REQUESTS:
1. In the PS-7 text, which kinds of external personnel are listed as examples?
2. Reproduce the passage of the PS-7 text word for word, from "PS-7: external personnel security requirement" to "of the above.".

EXCERPT PROVIDED:
================
PS-7: External Personnel Security

PS-7 requires you to define and enforce personnel security requirements for external personnel (contractors, consultants, third-party operators) who can access your systems, facilities, or data, including clear security roles and responsibilities. Operationalize it by baking those requirements into contracts, access processes, onboarding/offboarding, and evidence collection so you can prove external access is authorized, appropriate, and revocable. 1

Key takeaways:

  • PS-7 is a people-and-access control for third parties, not a questionnaire exercise. 1
  • Your “requirements” must be enforceable: contract terms, role definitions, and workflow gates tied to access. 1
  • Audits fail on missing evidence: who approved access, what role they had, and how you removed it. 1

PS-7: external personnel security requirement is where third-party risk management meets identity, HR, procurement, and the service delivery teams that sponsor external workers. The control is simple on paper: establish personnel security requirements, including security roles and responsibilities for external providers. 1 In practice, it becomes a repeatable operating model for how external people get access, what they are allowed to do, what they must do to keep access, and how you prove you did all of the above.

For a CCO, GRC lead, or Compliance Officer, the fastest path is to treat PS-7 as an access governance requirement with contractual teeth. You are standardizing expectations for third parties’ staff (and your internal sponsors of those staff), then mapping those expectations into onboarding/offboarding and periodic checks. The outcome you want is defensible control: every external identity with access is tied to a business owner, a defined role, and a current need; and you can show removal when the need ends.
================
Rows from a pointing dataset
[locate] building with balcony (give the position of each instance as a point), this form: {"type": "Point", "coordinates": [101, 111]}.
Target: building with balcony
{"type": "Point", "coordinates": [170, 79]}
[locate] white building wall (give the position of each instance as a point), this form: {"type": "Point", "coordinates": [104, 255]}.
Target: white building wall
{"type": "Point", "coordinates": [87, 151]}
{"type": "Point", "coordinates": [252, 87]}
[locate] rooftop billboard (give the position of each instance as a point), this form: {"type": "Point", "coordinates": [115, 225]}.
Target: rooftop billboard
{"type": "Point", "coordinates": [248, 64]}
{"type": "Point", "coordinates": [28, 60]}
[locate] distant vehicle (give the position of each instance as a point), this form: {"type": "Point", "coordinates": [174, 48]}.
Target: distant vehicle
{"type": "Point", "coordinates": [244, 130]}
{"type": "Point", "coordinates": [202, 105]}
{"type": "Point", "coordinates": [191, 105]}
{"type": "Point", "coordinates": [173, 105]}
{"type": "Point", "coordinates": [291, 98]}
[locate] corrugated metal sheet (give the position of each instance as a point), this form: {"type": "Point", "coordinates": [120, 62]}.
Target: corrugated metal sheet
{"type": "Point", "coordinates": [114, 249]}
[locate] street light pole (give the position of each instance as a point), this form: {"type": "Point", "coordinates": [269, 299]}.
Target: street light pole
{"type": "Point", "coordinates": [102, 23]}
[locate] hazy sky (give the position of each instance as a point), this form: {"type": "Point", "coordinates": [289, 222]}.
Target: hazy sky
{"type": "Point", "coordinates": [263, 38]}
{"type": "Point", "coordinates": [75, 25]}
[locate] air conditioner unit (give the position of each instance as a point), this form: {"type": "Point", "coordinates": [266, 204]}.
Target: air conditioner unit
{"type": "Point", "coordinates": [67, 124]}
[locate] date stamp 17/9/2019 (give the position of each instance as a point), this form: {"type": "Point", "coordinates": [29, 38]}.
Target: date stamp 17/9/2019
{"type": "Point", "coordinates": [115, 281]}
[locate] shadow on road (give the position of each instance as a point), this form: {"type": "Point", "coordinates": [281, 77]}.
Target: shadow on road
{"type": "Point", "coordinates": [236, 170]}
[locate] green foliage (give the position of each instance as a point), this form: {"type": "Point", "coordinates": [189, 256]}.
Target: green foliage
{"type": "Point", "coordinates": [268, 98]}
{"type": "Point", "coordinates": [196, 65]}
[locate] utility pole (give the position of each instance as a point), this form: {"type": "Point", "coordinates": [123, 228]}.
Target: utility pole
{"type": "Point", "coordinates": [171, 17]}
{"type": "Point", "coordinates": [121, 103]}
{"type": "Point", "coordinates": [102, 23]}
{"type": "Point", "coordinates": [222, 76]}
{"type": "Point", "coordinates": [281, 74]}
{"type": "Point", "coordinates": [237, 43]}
================
ANSWERS BY TASK:
1. Contractors, consultants, and third-party operators.

2.
PS-7: external personnel security requirement is where third-party risk management meets identity, HR, procurement, and the service delivery teams that sponsor external workers. The control is simple on paper: establish personnel security requirements, including security roles and responsibilities for external providers. 1 In practice, it becomes a repeatable operating model for how external people get access, what they are allowed to do, what they must do to keep access, and how you prove you did all of the above.